**BRIEF:**
Could you copy every one of the entries below word for word, changing nothing?

begin

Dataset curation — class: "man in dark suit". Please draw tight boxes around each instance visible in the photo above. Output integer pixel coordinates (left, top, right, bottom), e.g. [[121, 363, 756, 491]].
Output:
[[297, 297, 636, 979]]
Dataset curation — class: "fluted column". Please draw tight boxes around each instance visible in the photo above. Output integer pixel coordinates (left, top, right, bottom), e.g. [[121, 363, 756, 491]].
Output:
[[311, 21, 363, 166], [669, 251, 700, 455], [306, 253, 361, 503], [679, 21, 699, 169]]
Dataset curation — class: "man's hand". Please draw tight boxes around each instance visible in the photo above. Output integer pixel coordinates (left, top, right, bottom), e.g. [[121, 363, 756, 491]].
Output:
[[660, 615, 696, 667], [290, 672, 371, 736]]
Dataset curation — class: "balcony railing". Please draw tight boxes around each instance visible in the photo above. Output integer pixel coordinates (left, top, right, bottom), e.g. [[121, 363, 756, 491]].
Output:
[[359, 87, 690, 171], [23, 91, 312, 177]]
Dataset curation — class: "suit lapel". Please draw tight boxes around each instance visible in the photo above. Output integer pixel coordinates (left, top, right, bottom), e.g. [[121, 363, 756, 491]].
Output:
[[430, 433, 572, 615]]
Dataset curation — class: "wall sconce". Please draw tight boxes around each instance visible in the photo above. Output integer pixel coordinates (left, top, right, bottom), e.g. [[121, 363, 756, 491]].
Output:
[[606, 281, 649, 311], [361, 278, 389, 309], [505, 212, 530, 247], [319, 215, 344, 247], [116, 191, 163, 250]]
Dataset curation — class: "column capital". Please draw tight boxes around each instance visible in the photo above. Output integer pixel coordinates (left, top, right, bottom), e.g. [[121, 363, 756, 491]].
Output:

end

**WRITTEN ANSWER:**
Dataset curation — class: "man in dark suit". Please draw tight boxes around each instance visible in the photo above. Output integer pixel coordinates (left, top, right, bottom), e.g. [[121, 363, 756, 491]].
Output:
[[297, 297, 636, 979]]
Dataset curation — class: "fluted column". Please draw tight boxes around each instance visible in the photo above. Output integer pixel coordinates (left, top, right, bottom), e.g. [[121, 363, 756, 491]].
Output:
[[311, 21, 363, 166], [669, 251, 700, 455], [306, 253, 361, 503], [679, 21, 699, 169]]
Dataset curation — class: "man's hand". Please draw tight boxes around each instance visible in the photo above. Output integer pixel coordinates (left, top, right, bottom), e.g. [[121, 363, 756, 491]].
Output:
[[660, 615, 696, 667], [290, 672, 371, 736]]
Dataset curation — class: "balcony railing". Please draw tight boxes around each instance visible in the photo above. Output integer pixel coordinates (left, top, right, bottom), e.g. [[121, 363, 756, 491]].
Output:
[[359, 87, 690, 171], [23, 91, 312, 177]]
Dataset curation — class: "suit lapel". Please draw tight boxes around each instance visible in the photo above. Output integer pixel coordinates (left, top, right, bottom), e.g. [[121, 363, 756, 491]].
Output:
[[430, 433, 572, 615]]
Dataset curation — class: "wall sconce". Please draw tight boxes around each instance visible in the photo above. Output integer pixel coordinates (left, top, right, bottom), e.g. [[121, 363, 756, 491]].
Output:
[[606, 281, 649, 311], [361, 278, 389, 309], [505, 212, 530, 247], [319, 215, 344, 247], [116, 191, 163, 250]]
Dataset curation — class: "column capital". Please draw tight boxes around each instance visible in the photo above. Output integer pixel coordinates (left, top, right, bottom), e.g. [[121, 363, 756, 491]].
Output:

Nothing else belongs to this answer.